→ SEITENTEXT

•••••

# [Gelöst!] Wiedergabegerät per Taste switchen?



## Pffzzhh! (24. Oktober 2010)

*[Gelöst!] Wiedergabegerät per Taste switchen?*

Hallo zusammen,

ich hoffe mir kann jemand helfen, ich bin echt am verzweifeln!

Ich habe an meiner X-FI das Roccat Kave Headset mit 3 x 3,5 mm Klinke angeschlossen, zusätzlich das Edifier S330D über den S/PDIF Anschluss.

Möchte ich nun die Wiedergabe von den Lautsprechern auf das Headset wechseln, so muss ich entweder umständlich in der Windoof Systemsteuerung das Standard-Wiedergabegerät wechseln, oder halt jeweils in der Anwendung (sofern möglich).

Ich suche ein kleines Programm, mit dem ich das Standard-Wiedergabegerät per Tastendruck (Hotkey) direkt wechseln kann.

Ich habe schon bei Google lange gesucht und zwei Programme gefunden:
QuickSoundSwitch
Vista Audio Changer

Leider "wirken" beide nicht, es wird die Einstellung nicht übernommen. Skripte, die letztendlich nur die Benutzereingaben simulieren sind auch nix für mich, da es damit doch Einschränkungen gibt.

Bitte, bitte helft mir! Gibt es denn kein Programm, welches funktioniert???

EDIT 10.12.2014:
Siehe mein Post #14, dort beschreibe ich eine Lösung


----------



## a_fire_inside_1988 (24. Oktober 2010)

*AW: Wiedergabegerät per Taste switchen?*

Rechtsklick auf den Lautsprecher im Tray-Bereich (neben der Uhr) -> "Wiedergabegeräte" anklicken und schon öffnet sich das Fenster "Sound" aus der Systemsteuerung...das dürfte doch schnell genug gehen.


----------



## Pffzzhh! (24. Oktober 2010)

•••••

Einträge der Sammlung
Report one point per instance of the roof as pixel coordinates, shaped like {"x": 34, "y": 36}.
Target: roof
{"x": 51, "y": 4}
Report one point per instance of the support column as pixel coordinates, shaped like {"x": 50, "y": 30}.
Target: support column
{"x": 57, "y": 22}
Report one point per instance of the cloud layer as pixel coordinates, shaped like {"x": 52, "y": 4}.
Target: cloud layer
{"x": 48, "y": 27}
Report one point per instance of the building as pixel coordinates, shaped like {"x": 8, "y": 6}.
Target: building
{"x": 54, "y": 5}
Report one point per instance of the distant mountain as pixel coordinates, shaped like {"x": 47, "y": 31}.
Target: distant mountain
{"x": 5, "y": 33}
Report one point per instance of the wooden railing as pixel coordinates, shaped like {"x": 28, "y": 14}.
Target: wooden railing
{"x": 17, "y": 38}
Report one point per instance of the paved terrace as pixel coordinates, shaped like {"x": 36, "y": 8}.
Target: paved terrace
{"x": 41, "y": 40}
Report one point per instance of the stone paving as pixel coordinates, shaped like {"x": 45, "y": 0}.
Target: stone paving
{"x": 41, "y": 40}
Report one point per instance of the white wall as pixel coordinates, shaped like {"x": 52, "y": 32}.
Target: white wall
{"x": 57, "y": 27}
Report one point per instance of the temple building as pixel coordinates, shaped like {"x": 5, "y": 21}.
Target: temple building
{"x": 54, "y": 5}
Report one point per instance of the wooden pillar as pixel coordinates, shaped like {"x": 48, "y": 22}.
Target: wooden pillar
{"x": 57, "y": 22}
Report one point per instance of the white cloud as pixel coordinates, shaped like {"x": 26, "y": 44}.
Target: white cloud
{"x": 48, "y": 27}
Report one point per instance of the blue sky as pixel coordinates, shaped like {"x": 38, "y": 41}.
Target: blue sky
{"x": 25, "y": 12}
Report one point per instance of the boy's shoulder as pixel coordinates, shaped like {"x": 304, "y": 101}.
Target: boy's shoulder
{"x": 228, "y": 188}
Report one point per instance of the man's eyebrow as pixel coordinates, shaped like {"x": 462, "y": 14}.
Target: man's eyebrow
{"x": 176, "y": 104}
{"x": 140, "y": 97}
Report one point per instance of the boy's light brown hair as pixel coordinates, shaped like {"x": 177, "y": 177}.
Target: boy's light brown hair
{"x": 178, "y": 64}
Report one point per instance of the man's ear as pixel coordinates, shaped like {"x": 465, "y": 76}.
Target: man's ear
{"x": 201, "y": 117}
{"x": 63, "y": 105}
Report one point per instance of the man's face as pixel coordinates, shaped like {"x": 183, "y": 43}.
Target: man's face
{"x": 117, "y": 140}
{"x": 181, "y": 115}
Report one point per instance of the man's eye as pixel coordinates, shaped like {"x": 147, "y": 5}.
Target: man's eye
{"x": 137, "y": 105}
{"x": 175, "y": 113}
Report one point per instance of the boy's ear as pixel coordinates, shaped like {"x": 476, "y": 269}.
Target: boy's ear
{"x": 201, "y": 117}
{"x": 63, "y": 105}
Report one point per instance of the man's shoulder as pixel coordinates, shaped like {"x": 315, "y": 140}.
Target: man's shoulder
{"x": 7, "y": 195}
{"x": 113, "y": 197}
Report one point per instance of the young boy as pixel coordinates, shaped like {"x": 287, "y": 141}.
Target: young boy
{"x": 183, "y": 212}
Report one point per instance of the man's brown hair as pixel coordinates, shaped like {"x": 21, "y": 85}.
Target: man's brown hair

•••••

→ AUFGABEN UND ÜBUNGEN
1 > Welche zwei Programme wurden laut dem Forenthread bei Google gefunden?
2 > Schreib bitte die Liste neu, beginnend mit der Zeile, die „Report one point per instance of the man's brown“ enthält, bis zum Ende der Liste, und setze dabei „dark hair“ an die Stelle von „brown hair“. Alles andere bleibt unverändert.

→ LISTE DER ANTWORTEN
1 > QuickSoundSwitch und Vista Audio Changer.

2 >
Report one point per instance of the man's dark hair as pixel coordinates, shaped like {"x": 21, "y": 85}.
Target: man's dark hair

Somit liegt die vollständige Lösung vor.